- [WORK ITEM A] In the blog post on lessons from the Nightingale Hospital, explain how the groups behind the new Covid-19 hospitals were able to deliver in an extraordinary way, even though none of them had worked in quite the same type of crisis. Answer in one to three sentences.
- [WORK ITEM B] Set down the passage of the blog post on the Nightingale Hospital between "So in these" and "through the organisation.", inclusive, with no changes to its wording.

Blog Post

Lessons for Business from the Nightingale Hospital

  • by Sue Lawrence
  • 09 Apr, 2020


The implementation of the Nightingale Hospital in London’s Excel Centre, and similar hospital openings across the UK and around the world have one key thing in common. They all rely on the expertise of a broad group of experts working together. Like an orchestra, as individuals they are trained experts, as a coordinated and harmonious collective they bring a whole that is so much greater than the individual parts.

In the case of these new Covid-19 hospitals, they have brought together not only the expertise of medical staff but also the logistics and deployment of the military, the knowledge of the building and construction industry, engineers, delivery partners and many more. As individuals, each has their own expertise but none has worked in quite the same type of crisis. However, by pooling their knowledge, resources and experience as a collective they have planned, co-ordinated and delivered in an extraordinary way.

As businesses, we are also going through challenging times, no matter what our company does we are all affected in some way. It’s difficult and not a crisis that any of us, as individuals, have ever had to deal with before.

So in these unprecedented times, what can we learn from the medical facilities that are being built quickly and efficiently across many countries?

A key lesson is to draw on the expertise that you already have available to you. In the case of the Covid-19 hospitals, it is that which is available to each country. For a business, it’s that which is available through the organisation.

- [DATA SECTION]

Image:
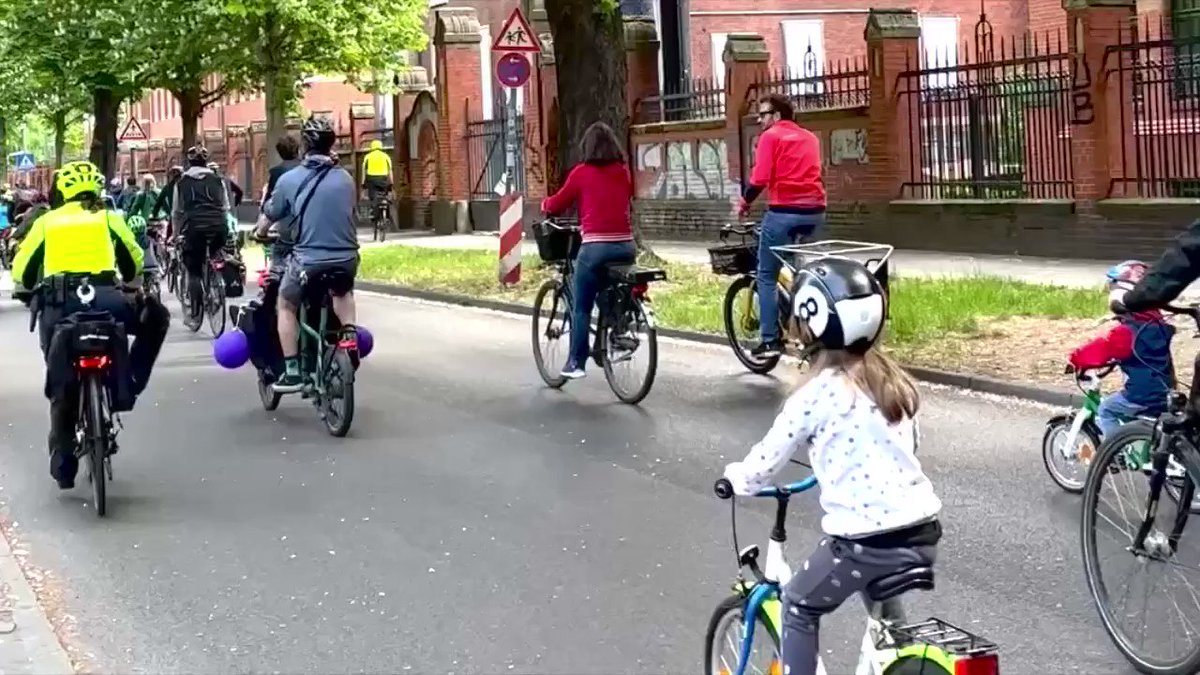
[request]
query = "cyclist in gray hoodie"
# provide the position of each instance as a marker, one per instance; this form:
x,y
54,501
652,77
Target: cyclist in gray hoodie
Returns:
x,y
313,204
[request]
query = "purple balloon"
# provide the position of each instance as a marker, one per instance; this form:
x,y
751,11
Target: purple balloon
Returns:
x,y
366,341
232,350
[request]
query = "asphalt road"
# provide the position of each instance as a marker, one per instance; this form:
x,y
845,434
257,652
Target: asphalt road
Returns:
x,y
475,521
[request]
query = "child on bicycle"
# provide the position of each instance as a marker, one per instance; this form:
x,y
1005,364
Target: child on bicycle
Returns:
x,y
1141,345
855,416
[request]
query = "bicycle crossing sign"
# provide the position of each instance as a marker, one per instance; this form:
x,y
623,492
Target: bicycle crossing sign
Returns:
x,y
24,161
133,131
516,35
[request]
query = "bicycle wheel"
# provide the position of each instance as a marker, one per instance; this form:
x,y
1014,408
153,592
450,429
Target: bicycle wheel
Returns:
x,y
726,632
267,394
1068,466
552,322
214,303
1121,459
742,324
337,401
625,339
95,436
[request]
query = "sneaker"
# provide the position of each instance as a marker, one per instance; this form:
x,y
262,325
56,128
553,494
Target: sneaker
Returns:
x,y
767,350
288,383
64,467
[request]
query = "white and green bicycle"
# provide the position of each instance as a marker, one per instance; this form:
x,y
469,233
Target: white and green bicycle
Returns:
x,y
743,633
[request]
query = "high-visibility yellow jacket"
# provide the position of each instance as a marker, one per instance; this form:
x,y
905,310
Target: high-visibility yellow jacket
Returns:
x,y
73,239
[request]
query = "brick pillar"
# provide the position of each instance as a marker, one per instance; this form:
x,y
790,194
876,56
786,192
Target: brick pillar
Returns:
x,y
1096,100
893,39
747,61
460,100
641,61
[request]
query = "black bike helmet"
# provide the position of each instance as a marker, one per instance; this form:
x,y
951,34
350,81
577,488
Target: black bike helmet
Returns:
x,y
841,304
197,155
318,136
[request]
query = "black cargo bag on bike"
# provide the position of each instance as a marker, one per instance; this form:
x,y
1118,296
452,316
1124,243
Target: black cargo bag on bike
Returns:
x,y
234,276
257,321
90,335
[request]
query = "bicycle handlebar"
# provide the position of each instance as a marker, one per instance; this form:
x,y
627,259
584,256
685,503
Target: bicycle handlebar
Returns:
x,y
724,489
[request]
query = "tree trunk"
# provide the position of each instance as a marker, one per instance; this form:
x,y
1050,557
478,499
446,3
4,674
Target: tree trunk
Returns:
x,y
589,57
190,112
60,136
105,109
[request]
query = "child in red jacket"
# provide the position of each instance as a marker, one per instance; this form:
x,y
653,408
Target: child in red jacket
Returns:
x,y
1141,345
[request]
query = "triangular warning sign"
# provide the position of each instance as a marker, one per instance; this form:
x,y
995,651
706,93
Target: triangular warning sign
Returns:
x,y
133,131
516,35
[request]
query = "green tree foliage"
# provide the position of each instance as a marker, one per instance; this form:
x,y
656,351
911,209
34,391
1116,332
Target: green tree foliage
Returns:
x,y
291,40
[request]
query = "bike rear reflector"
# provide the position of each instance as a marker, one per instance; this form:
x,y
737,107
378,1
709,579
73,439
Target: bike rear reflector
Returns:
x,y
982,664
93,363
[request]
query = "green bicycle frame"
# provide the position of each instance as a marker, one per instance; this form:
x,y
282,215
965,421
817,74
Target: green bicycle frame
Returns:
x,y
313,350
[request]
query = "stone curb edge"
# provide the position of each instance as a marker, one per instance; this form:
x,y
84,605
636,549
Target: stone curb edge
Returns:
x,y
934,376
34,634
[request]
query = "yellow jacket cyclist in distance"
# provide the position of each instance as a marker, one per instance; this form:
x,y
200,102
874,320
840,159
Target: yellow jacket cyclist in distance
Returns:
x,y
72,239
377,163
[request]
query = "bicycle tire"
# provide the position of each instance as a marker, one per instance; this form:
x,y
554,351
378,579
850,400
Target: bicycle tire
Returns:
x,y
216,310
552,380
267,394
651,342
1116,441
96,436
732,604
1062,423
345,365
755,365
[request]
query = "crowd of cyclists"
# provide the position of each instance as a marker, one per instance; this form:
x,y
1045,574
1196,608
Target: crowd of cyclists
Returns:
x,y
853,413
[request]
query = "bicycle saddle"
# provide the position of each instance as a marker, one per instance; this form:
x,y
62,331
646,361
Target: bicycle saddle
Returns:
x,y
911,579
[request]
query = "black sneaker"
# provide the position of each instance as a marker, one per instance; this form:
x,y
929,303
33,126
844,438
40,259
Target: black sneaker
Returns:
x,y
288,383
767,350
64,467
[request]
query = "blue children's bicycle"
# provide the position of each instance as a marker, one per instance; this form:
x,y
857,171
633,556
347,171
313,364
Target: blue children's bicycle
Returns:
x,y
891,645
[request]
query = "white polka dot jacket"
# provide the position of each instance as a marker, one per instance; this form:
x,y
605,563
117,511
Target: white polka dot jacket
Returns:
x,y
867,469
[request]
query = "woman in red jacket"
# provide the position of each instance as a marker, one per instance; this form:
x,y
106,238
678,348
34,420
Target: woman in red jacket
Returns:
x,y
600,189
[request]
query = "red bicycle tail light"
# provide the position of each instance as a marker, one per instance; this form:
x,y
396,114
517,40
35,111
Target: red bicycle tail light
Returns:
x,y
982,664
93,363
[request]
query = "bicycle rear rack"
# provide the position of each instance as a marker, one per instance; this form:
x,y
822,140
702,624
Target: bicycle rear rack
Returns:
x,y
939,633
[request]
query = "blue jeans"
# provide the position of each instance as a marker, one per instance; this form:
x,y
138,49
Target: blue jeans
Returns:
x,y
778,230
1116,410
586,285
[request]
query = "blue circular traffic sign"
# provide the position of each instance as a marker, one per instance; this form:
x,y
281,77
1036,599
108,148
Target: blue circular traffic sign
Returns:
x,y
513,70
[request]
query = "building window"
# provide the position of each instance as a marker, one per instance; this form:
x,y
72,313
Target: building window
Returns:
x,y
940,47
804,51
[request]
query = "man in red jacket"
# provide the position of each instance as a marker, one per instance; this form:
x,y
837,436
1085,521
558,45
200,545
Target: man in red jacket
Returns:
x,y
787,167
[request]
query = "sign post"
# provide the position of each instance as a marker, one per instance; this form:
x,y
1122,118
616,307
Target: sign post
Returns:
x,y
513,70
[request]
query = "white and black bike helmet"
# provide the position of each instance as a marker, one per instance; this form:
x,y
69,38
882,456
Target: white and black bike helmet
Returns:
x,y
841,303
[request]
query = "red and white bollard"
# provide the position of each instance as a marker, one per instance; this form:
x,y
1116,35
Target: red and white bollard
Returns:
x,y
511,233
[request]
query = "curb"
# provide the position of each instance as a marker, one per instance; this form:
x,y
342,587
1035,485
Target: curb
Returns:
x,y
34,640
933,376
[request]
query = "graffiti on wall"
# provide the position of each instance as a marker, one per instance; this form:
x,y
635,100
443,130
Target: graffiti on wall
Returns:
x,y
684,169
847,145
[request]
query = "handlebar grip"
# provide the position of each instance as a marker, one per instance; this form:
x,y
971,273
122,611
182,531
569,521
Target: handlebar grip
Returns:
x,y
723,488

- [ANSWER AREA A] According to the post, they pooled their knowledge, resources and experience as a collective. Medical staff, the military, the building and construction industry, engineers, delivery partners and others each contributed their own expertise, and together they planned, coordinated and delivered.

- [ANSWER AREA B]
So in these unprecedented times, what can we learn from the medical facilities that are being built quickly and efficiently across many countries?

A key lesson is to draw on the expertise that you already have available to you. In the case of the Covid-19 hospitals, it is that which is available to each country. For a business, it’s that which is available through the organisation.